(Referring expression data)

┌────────

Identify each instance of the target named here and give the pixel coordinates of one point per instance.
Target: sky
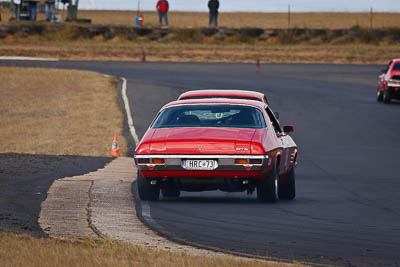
(251, 5)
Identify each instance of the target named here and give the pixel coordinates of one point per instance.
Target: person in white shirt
(17, 8)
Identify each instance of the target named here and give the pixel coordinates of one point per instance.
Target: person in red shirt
(162, 8)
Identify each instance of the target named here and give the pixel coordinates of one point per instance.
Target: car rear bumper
(227, 167)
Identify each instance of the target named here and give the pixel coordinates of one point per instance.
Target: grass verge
(58, 112)
(27, 251)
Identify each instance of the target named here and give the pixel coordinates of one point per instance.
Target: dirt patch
(24, 182)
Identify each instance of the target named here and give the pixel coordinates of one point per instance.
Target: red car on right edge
(389, 82)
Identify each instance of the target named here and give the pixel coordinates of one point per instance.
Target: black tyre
(287, 190)
(379, 96)
(147, 191)
(170, 192)
(386, 97)
(267, 190)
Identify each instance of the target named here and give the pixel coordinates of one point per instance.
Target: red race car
(389, 82)
(232, 145)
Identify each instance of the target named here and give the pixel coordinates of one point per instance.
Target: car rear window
(231, 116)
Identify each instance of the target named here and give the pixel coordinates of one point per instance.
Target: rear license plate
(195, 164)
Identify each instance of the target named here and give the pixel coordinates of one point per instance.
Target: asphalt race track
(347, 210)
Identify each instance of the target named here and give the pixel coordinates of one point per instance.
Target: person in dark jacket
(213, 5)
(162, 8)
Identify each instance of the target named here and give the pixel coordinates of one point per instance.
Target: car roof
(217, 101)
(195, 94)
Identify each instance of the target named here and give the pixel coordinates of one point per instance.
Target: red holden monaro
(232, 145)
(389, 82)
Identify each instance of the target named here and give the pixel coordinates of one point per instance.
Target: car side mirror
(288, 129)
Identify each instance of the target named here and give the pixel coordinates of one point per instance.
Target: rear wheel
(267, 190)
(386, 97)
(287, 190)
(147, 191)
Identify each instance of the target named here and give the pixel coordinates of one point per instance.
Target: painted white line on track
(132, 129)
(29, 58)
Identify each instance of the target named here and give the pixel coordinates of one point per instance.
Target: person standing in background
(213, 6)
(162, 8)
(17, 9)
(32, 9)
(49, 9)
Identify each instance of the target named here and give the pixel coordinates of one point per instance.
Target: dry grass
(58, 112)
(335, 20)
(27, 251)
(212, 52)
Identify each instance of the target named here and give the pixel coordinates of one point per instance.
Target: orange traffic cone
(115, 147)
(258, 65)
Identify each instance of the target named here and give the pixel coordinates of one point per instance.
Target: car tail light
(256, 161)
(158, 161)
(241, 161)
(143, 161)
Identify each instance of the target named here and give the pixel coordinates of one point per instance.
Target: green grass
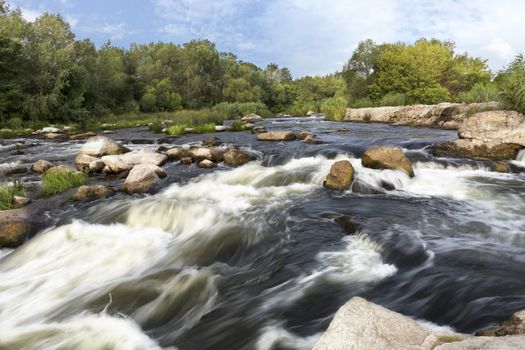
(8, 191)
(59, 179)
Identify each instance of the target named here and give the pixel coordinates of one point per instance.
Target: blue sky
(308, 36)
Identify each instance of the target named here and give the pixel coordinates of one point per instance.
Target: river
(254, 257)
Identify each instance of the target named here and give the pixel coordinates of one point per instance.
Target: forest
(47, 75)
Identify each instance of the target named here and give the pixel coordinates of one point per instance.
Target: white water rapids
(54, 288)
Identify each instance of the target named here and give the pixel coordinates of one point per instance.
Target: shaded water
(253, 257)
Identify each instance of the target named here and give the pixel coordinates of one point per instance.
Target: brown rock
(41, 166)
(276, 136)
(387, 158)
(92, 192)
(340, 176)
(237, 157)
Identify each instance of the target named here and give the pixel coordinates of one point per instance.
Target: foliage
(512, 85)
(334, 108)
(480, 93)
(59, 179)
(8, 191)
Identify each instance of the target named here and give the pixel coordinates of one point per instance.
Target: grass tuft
(8, 191)
(59, 179)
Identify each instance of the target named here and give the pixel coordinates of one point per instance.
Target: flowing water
(254, 257)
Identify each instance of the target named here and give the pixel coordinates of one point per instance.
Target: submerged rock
(237, 157)
(387, 158)
(277, 136)
(98, 146)
(340, 176)
(92, 192)
(142, 177)
(41, 166)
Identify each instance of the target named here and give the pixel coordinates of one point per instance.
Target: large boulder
(15, 225)
(98, 146)
(237, 157)
(124, 162)
(251, 118)
(476, 149)
(41, 166)
(277, 136)
(506, 127)
(142, 177)
(340, 176)
(387, 158)
(214, 154)
(360, 325)
(85, 193)
(82, 161)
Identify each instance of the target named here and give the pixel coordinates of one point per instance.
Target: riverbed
(256, 257)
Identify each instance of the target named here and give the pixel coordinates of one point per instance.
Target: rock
(210, 140)
(41, 166)
(51, 129)
(387, 158)
(251, 118)
(340, 176)
(495, 127)
(304, 134)
(207, 164)
(82, 161)
(178, 153)
(215, 154)
(85, 193)
(237, 157)
(19, 202)
(476, 149)
(513, 326)
(123, 162)
(98, 146)
(97, 166)
(360, 325)
(276, 136)
(54, 136)
(15, 225)
(142, 177)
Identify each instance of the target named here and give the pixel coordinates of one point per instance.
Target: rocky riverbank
(443, 115)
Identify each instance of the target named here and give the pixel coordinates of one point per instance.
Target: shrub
(479, 93)
(60, 179)
(176, 130)
(393, 99)
(8, 191)
(334, 108)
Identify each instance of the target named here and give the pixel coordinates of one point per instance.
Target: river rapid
(256, 257)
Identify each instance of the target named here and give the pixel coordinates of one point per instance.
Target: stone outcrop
(444, 115)
(237, 157)
(387, 158)
(340, 176)
(277, 136)
(41, 166)
(85, 193)
(142, 177)
(495, 135)
(124, 162)
(98, 146)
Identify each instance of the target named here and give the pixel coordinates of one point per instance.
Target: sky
(310, 37)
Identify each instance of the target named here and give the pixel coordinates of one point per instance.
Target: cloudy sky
(308, 36)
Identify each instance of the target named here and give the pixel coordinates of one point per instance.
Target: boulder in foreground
(277, 136)
(98, 146)
(387, 158)
(340, 176)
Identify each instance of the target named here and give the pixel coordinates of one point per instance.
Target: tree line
(46, 74)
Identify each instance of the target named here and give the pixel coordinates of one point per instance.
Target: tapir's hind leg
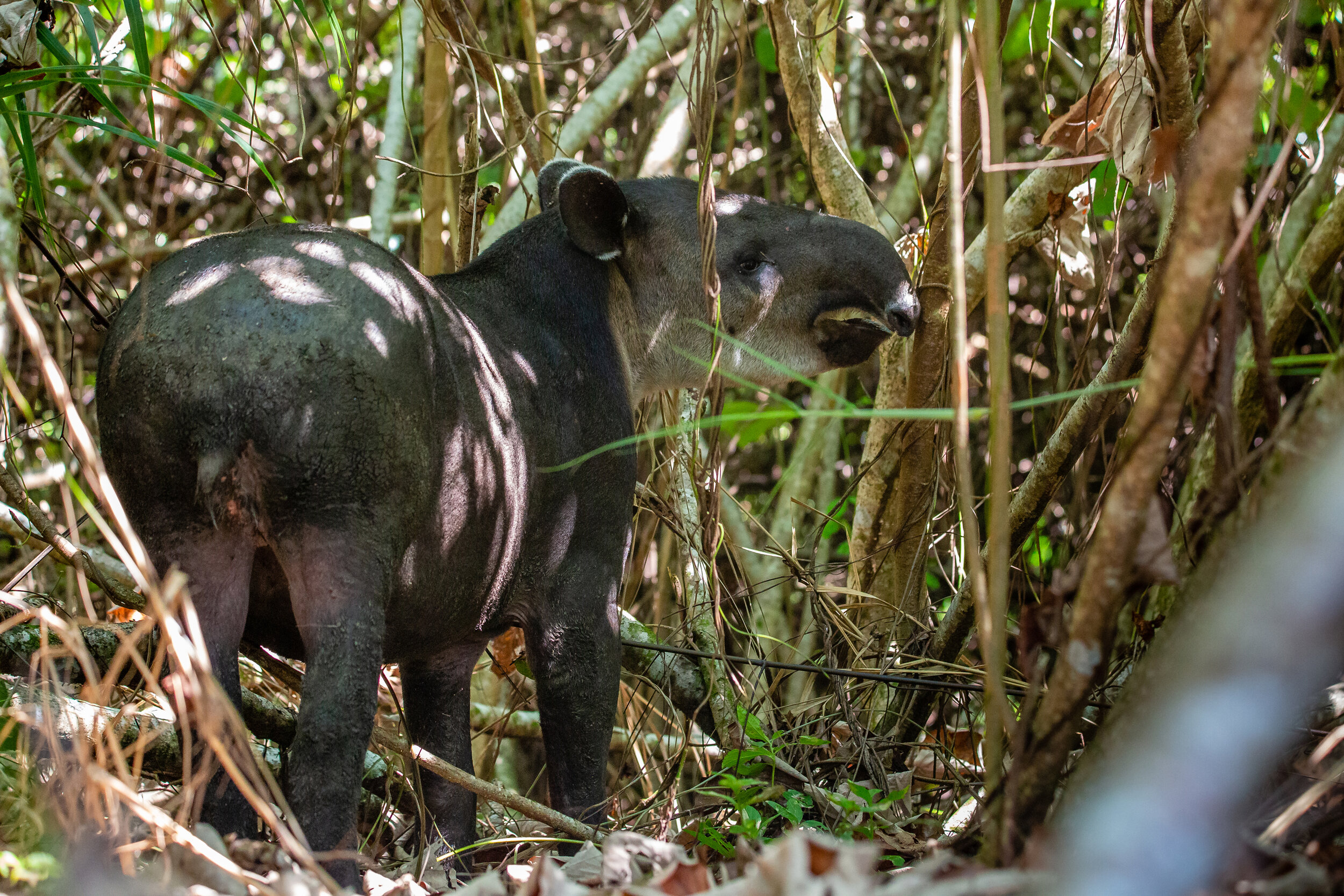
(218, 567)
(576, 655)
(437, 696)
(337, 589)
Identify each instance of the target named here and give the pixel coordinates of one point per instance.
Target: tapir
(356, 465)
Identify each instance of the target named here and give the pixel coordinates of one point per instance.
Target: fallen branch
(660, 39)
(492, 792)
(1170, 786)
(1243, 31)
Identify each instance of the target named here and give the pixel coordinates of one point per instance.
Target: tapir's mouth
(850, 335)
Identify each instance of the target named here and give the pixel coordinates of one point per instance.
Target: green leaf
(18, 121)
(752, 726)
(711, 837)
(140, 45)
(50, 42)
(764, 46)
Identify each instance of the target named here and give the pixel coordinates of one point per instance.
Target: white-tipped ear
(595, 211)
(549, 182)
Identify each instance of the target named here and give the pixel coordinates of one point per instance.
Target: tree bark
(437, 192)
(1241, 37)
(1162, 792)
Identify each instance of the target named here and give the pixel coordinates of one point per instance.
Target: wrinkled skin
(348, 458)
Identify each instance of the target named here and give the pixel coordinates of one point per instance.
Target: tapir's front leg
(337, 590)
(574, 649)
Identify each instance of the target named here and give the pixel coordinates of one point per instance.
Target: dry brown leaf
(1076, 131)
(19, 45)
(1154, 556)
(1069, 246)
(587, 865)
(961, 743)
(1055, 203)
(912, 249)
(405, 886)
(682, 879)
(504, 652)
(805, 864)
(549, 880)
(1116, 119)
(620, 851)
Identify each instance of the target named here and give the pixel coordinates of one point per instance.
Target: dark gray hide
(345, 456)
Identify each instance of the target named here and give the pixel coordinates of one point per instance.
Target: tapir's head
(800, 292)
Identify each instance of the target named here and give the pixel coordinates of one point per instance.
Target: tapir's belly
(444, 596)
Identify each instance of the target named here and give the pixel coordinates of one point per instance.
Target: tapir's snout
(902, 310)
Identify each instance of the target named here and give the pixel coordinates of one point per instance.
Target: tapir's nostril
(904, 311)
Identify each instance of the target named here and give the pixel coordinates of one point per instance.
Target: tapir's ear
(549, 182)
(595, 211)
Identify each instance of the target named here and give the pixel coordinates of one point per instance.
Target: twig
(63, 547)
(492, 792)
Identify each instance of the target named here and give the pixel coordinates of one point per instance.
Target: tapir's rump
(350, 461)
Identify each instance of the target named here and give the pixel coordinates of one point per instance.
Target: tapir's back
(302, 351)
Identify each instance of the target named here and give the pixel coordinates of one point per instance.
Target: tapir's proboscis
(356, 465)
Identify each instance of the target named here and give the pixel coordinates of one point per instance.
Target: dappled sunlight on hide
(288, 281)
(492, 456)
(320, 250)
(203, 281)
(375, 338)
(389, 288)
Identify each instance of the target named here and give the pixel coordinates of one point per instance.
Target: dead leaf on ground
(682, 879)
(912, 249)
(19, 45)
(931, 758)
(1163, 149)
(549, 880)
(504, 652)
(620, 852)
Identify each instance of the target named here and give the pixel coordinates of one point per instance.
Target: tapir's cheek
(846, 345)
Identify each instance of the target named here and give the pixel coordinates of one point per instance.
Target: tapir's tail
(229, 483)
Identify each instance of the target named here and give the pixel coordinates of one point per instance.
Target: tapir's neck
(648, 340)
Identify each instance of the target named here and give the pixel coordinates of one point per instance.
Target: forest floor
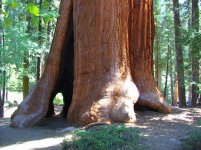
(160, 131)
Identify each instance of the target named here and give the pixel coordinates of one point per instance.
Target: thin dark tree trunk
(171, 83)
(1, 72)
(157, 64)
(166, 78)
(179, 54)
(167, 67)
(40, 40)
(195, 52)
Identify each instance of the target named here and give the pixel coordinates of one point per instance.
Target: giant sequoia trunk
(93, 54)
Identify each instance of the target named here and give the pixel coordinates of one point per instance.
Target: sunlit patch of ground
(160, 131)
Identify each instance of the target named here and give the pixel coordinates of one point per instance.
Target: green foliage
(33, 9)
(193, 141)
(105, 138)
(19, 34)
(58, 101)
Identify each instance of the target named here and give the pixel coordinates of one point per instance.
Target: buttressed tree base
(101, 61)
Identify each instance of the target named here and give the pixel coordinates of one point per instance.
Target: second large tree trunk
(141, 53)
(90, 64)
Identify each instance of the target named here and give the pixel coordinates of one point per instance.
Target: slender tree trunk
(1, 44)
(195, 52)
(166, 77)
(179, 55)
(40, 40)
(25, 76)
(158, 65)
(167, 67)
(171, 84)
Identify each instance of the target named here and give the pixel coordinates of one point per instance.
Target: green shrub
(58, 101)
(104, 138)
(193, 141)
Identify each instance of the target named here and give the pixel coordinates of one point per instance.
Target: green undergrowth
(58, 101)
(114, 137)
(193, 141)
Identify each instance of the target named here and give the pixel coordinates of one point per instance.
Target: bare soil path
(160, 131)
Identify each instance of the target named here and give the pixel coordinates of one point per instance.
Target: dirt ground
(160, 131)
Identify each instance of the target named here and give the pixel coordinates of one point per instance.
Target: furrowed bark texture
(103, 88)
(35, 106)
(141, 55)
(94, 39)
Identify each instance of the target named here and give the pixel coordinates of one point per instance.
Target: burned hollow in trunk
(91, 64)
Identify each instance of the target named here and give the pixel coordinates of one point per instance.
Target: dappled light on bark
(97, 51)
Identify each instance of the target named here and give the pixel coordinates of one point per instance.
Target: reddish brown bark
(103, 33)
(141, 54)
(103, 88)
(35, 106)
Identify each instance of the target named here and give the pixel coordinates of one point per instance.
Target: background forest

└────────

- **WHAT IS REQUIRED**: When you reach the line containing "Target: bare soil path" in the data above, retype it and each line after it through the final one, exactly as written.

- **WRITTEN RESPONSE**:
Target: bare soil path
(160, 131)
Identify each instance of the target named here and give the pixel coordinates of one point per instance.
Target: dirt ground
(160, 131)
Identify each instance of the target named here and give the pixel coordinates of one point per instance.
Target: furrowed bark texture
(103, 88)
(35, 106)
(141, 55)
(94, 39)
Identify each instance of the target named here and give the pixel coordinates of one point per instance.
Target: burned hollow in trunk
(91, 64)
Identify each instance of the target named here and give the pixel coordinates of one point per instance.
Target: dappled light on bark
(97, 51)
Identify each instance of the target named here and give the pixel coordinates of one point per instance.
Target: reddish brown bark
(103, 33)
(141, 54)
(103, 88)
(35, 106)
Identify each instance of the target named here and give the pixel coordinates of one point per instance.
Target: background forest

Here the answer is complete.